(To do): Transcribe the records below exactly as they appear, omitting any pictures.

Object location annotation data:
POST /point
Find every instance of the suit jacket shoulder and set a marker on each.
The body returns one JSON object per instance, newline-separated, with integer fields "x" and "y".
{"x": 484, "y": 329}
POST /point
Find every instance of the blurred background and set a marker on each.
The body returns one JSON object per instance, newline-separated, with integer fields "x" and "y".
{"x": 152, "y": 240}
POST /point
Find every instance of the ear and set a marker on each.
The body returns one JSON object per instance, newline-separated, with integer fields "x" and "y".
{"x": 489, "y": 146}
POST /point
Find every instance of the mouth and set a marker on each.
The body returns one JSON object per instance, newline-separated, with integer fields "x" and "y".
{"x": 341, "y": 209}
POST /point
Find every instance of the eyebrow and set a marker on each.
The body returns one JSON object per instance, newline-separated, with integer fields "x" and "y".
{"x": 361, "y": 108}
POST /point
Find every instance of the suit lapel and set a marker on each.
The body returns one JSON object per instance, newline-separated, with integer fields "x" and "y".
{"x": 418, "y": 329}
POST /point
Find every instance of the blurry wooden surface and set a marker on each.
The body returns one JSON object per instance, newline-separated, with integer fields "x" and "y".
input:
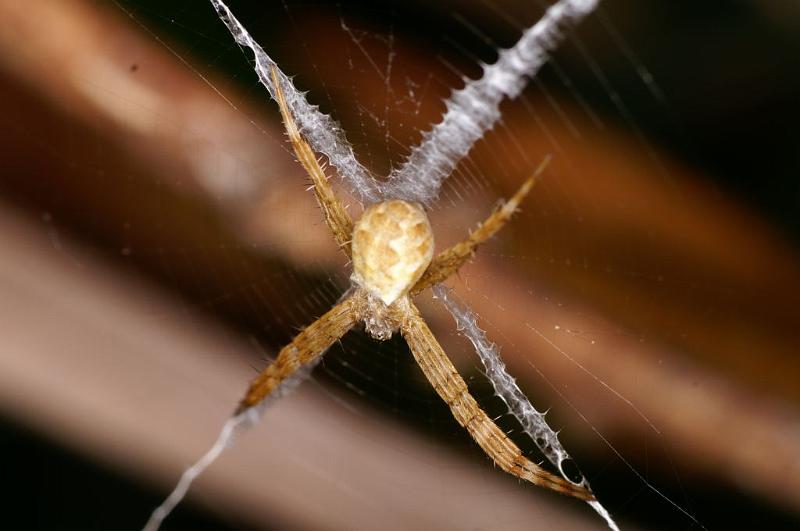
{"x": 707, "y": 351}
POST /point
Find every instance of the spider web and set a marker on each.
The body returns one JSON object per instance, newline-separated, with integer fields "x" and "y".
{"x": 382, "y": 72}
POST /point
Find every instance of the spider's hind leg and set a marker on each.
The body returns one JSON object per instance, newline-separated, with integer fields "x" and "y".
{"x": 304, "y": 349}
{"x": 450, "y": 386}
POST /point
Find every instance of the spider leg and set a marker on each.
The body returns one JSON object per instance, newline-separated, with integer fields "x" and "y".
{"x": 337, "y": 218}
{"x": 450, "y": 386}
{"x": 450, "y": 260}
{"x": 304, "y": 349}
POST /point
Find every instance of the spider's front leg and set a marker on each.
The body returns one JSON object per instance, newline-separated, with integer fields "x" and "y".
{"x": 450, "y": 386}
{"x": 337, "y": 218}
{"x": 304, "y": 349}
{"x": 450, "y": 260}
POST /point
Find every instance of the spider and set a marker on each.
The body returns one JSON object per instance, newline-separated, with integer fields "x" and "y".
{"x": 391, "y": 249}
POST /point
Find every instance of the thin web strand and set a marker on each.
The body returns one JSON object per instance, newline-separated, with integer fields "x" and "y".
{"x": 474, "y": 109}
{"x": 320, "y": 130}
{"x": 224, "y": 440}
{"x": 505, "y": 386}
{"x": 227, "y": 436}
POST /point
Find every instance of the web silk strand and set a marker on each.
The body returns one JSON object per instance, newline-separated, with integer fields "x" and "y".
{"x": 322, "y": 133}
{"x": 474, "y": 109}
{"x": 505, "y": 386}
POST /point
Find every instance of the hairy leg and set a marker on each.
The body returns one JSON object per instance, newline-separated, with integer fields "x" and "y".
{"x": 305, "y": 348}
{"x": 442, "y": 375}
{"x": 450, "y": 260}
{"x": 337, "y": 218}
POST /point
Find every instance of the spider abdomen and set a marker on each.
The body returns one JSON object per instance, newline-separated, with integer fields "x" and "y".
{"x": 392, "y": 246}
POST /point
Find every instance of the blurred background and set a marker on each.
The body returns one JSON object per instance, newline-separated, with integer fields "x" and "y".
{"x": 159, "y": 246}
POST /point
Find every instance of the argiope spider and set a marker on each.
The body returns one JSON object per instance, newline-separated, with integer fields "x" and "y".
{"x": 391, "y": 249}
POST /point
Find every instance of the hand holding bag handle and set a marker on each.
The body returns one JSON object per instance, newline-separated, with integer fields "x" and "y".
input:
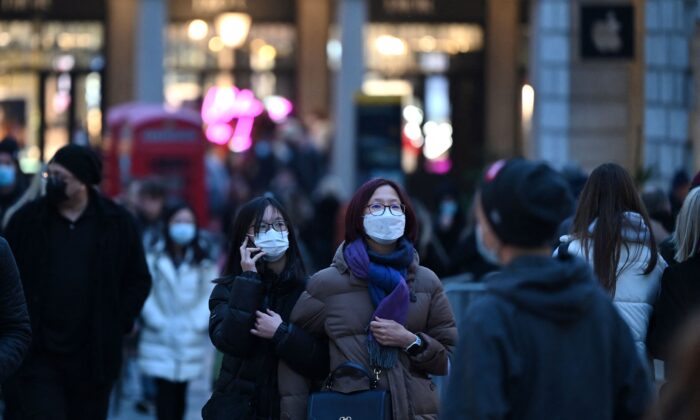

(Task response):
POST /point
Find every instance of the suit jacket shoulder and set a marker on each.
The body returns one JSON object per instance, newline-separated, with integer fields "x" and "y".
{"x": 484, "y": 329}
POST /point
Find every instance of the blurred background and set a marker on each.
The body returns one JSON object per instance, newline-separated, with integer fields "x" and "y".
{"x": 152, "y": 240}
POST /point
Find every instance of the ear and set a marker on each.
The body returns one JSON object per instance, newline-separated, with integer fields "x" and "y".
{"x": 489, "y": 146}
POST /point
Find every instance of the mouth and set a marker on each.
The body returns one JSON object per instance, newline-separated, with integer fields "x" and "y".
{"x": 341, "y": 209}
POST /point
Find every instance of the eyebrow and set a marker on each.
The body returns one JSON object per instance, newline-separated, with integer fields "x" and "y".
{"x": 361, "y": 108}
POST /point
Find every instance of the suit lapel and set a marker on each.
The body returns one JSON object per instance, newline-separated, with integer fields "x" and "y".
{"x": 418, "y": 329}
POST /point
Find every instance of the blurry wooden surface and set a marker on each.
The body returns one JSON object per instance, newline-separated, with integer fields "x" and "y".
input:
{"x": 707, "y": 351}
POST /point
Find every instance of the spider web and set a marker on each.
The body returns one JSON object per instance, newline-separated, with integer fields "x" and "y".
{"x": 382, "y": 72}
POST /point
Find every instance of the spider's hind leg and set a marker on each.
The body returns one JSON object per instance, newline-separated, with integer fields "x" and "y".
{"x": 304, "y": 349}
{"x": 450, "y": 386}
POST /point
Find every instance of the spider leg and set a marker on each.
The body returns one JSON object per instance, newline-separated, with integer fields "x" and "y".
{"x": 337, "y": 218}
{"x": 450, "y": 386}
{"x": 450, "y": 260}
{"x": 304, "y": 349}
POST /point
Find every instance of the spider's front leg and set a marker on each.
The body returns one JSON object per instance, newline-separated, with integer fields "x" and "y".
{"x": 450, "y": 386}
{"x": 337, "y": 218}
{"x": 304, "y": 349}
{"x": 450, "y": 260}
POST /point
Find every instance of the spider and set a marker on each.
The body returns one JSON object per instance, newline-separated, with integer fields "x" and "y".
{"x": 391, "y": 249}
POST /point
Find every instance of the thin web strand and set a marker on each.
The body returns one JSON object per instance, newline-separated, with integer fields "x" and "y".
{"x": 474, "y": 109}
{"x": 320, "y": 130}
{"x": 224, "y": 440}
{"x": 505, "y": 386}
{"x": 227, "y": 436}
POST /point
Find every instance of the web silk strand and set a marker on each.
The body returns one JSON object per instance, newline-separated, with integer fields "x" and "y".
{"x": 322, "y": 133}
{"x": 474, "y": 109}
{"x": 505, "y": 386}
POST /point
Find every instance of the hairy leg and set a marker on each.
The body returns one JSON object per instance, newline-separated, with integer fields "x" and "y".
{"x": 305, "y": 348}
{"x": 442, "y": 375}
{"x": 450, "y": 260}
{"x": 337, "y": 218}
POST /point
Find every instance of the spider abdomen and set a marker on each.
The body returns one JSON object per instance, newline-separated, with integer fields "x" and "y".
{"x": 392, "y": 246}
POST /point
Find every instance of the blurred background and set a marker on each.
The body returns one JSON object per instance, newline-separated, with integer fields "x" and "y".
{"x": 159, "y": 246}
POST /point
Find every instance of the argiope spider and set a marker on each.
The body returns one JSON object per instance, newline-separated, with integer fields "x" and "y".
{"x": 391, "y": 249}
POST /point
Find every instance of the hand holding bag handle and set a marker on each.
The body returns one JSON object per instance, newline-separated, with integer fields "x" and "y".
input:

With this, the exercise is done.